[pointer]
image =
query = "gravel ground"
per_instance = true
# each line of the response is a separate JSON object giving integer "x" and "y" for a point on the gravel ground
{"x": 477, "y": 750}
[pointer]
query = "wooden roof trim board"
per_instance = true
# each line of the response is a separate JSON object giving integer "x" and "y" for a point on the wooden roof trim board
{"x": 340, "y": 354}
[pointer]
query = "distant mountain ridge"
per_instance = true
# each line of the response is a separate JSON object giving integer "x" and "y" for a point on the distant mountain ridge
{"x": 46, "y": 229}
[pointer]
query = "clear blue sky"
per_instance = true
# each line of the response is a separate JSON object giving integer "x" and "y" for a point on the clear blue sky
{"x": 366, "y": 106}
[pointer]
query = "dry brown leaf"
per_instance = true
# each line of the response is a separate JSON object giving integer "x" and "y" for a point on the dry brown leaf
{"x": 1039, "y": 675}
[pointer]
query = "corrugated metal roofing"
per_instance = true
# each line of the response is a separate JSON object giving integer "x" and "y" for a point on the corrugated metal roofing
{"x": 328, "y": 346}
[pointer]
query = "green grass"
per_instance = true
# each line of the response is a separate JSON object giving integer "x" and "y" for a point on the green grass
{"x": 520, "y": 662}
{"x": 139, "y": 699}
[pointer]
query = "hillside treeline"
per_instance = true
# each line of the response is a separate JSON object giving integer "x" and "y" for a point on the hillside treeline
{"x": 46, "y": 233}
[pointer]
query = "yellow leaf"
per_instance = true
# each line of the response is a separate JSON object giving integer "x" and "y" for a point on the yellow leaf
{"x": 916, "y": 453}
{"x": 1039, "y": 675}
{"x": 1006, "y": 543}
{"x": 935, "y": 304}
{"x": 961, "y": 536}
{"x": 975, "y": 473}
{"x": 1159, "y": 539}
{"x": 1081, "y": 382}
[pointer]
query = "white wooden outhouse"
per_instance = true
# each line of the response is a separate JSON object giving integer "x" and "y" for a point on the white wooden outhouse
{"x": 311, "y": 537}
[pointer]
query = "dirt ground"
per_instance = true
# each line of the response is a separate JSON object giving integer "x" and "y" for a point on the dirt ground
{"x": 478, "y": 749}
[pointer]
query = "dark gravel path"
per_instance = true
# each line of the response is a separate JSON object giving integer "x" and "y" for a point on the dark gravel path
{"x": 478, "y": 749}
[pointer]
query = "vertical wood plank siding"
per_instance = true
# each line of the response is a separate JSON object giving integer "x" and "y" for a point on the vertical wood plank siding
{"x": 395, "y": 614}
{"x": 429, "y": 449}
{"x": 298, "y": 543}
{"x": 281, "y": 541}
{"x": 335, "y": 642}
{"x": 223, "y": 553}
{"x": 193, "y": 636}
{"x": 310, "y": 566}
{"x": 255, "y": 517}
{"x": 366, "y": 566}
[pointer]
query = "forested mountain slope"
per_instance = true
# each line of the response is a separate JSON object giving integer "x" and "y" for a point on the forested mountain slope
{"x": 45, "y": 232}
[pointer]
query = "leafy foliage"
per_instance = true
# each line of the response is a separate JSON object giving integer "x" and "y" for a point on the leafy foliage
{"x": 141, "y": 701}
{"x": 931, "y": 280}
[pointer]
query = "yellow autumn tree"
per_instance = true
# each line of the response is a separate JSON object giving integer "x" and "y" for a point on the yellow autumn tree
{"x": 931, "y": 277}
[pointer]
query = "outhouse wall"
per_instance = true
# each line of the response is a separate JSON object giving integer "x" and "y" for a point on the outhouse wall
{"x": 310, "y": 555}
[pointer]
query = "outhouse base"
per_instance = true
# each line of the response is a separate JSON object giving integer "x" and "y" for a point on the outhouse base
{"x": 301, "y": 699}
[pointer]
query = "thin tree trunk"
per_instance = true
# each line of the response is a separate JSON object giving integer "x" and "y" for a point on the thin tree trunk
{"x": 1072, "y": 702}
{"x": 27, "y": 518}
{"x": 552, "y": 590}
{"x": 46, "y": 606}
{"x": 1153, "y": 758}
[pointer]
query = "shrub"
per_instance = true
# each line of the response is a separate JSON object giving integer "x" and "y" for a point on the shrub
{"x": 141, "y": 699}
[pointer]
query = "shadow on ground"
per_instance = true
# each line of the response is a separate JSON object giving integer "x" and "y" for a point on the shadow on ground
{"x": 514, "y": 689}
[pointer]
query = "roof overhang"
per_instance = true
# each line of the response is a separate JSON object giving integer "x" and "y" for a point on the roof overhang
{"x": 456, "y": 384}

..........

What needs to be done — Give back the data above exactly as it appears.

Solution —
[pointer]
image =
query = "gravel ground"
per_instance = true
# each line of the response is a separate JSON object giving integer "x" and "y" for a point on the gravel ground
{"x": 477, "y": 750}
[pointer]
query = "wooden roof trim board"
per_instance = true
# each line of the response is a separate JSON object giving integer "x" and "y" for a point on the wooden roof trim board
{"x": 340, "y": 354}
[pointer]
query = "distant mountain ridge"
per_instance = true
# each line of the response is a separate JSON object giving integer "x" and "y" for a point on the distant mountain ridge
{"x": 46, "y": 229}
[pointer]
query = "clear blue sky"
per_instance = true
# each line of the response is a separate JSON object giving integer "x" and "y" for a point on the clear blue sky
{"x": 366, "y": 106}
[pointer]
query = "dry brown leaf"
per_instance = true
# each line of the response is a separate JSON object giving integer "x" and "y" for a point on the dry brown leaf
{"x": 1039, "y": 675}
[pointer]
query = "corrugated metal roofing"
per_instance = true
# each line of the response is a separate JSON object giving integer "x" and "y" for a point on the corrugated metal roofing
{"x": 328, "y": 346}
[pointer]
query = "green grass"
per_instance = true
# each line of the response is a separate JSON object giving integer "x" and "y" for a point on the green grass
{"x": 520, "y": 662}
{"x": 139, "y": 699}
[pointer]
query = "hillside treeline"
per_instance = true
# each line of the response is a separate JSON object giving integer "x" and "y" for a point on the hillside treeline
{"x": 46, "y": 233}
[pointer]
query = "yellow leaf"
per_instance = true
# each line of the response is a separate JSON object giving integer "x" and "y" for a point on the yellow leaf
{"x": 916, "y": 453}
{"x": 1039, "y": 675}
{"x": 1006, "y": 543}
{"x": 935, "y": 304}
{"x": 961, "y": 536}
{"x": 975, "y": 473}
{"x": 1159, "y": 539}
{"x": 1081, "y": 382}
[pointer]
query = "white wooden outhouse"
per_instance = true
# each line of the response is a separate JSON object giving integer "x" and "y" for a point on the white wooden outhouse
{"x": 311, "y": 537}
[pointer]
query = "dirt ground"
per_instance = true
# each line of the response is a separate JSON object giving integer "x" and "y" for a point on the dirt ground
{"x": 478, "y": 749}
[pointer]
query = "dark gravel path"
per_instance = true
# each line of the response is a separate JSON object giving integer "x" and "y" for a point on the dark gravel path
{"x": 478, "y": 749}
[pointer]
query = "vertical wood plank siding"
per_instance = true
# each line of the response is a separate JSON object giving integer "x" and "y" for a point on the vertical wood plank siding
{"x": 395, "y": 614}
{"x": 429, "y": 449}
{"x": 298, "y": 543}
{"x": 281, "y": 541}
{"x": 335, "y": 642}
{"x": 223, "y": 553}
{"x": 193, "y": 636}
{"x": 310, "y": 566}
{"x": 255, "y": 517}
{"x": 366, "y": 566}
[pointer]
query = "forested mountain slope"
per_instance = true
# each line of the response is a separate JSON object giving integer "x" and "y" for a point on the forested mountain slope
{"x": 45, "y": 232}
[pointer]
query = "leafy foliage"
per_instance = true
# each line of the response is a separate JSON object giving integer "x" and "y" for a point on the leafy foliage
{"x": 141, "y": 701}
{"x": 931, "y": 280}
[pointer]
query = "yellow autumn tree"
per_instance = true
# each line of the response is a separate JSON object giving integer "x" and "y" for a point on the yellow autumn tree
{"x": 931, "y": 277}
[pointer]
query = "outhouse wall"
per_instance = true
# each line of the response is a separate JSON object giving integer "x" and "y" for a point on the outhouse wall
{"x": 310, "y": 555}
[pointer]
query = "outhouse base"
per_instance = true
# each line of the response is a separate JSON object giving integer "x" and "y" for a point on the outhouse base
{"x": 301, "y": 699}
[pointer]
query = "thin tree trunk"
per_instance = true
# each line of the response is a separate JSON object giving integer "x" and "y" for a point on the thin tree trunk
{"x": 1072, "y": 702}
{"x": 27, "y": 518}
{"x": 552, "y": 590}
{"x": 46, "y": 606}
{"x": 1153, "y": 758}
[pointer]
query = "shrub"
per_instance = true
# each line of the response is a separate JSON object giving integer "x" and "y" for a point on the shrub
{"x": 141, "y": 699}
[pointer]
query = "shadow on ground"
per_instance = true
# each line of the response is a separate JSON object giving integer "x" and "y" for a point on the shadow on ground
{"x": 514, "y": 689}
[pointer]
query = "roof overhang"
per_instance = true
# each line of the response is a separate JSON object giving integer "x" and "y" for a point on the roof overhang
{"x": 456, "y": 384}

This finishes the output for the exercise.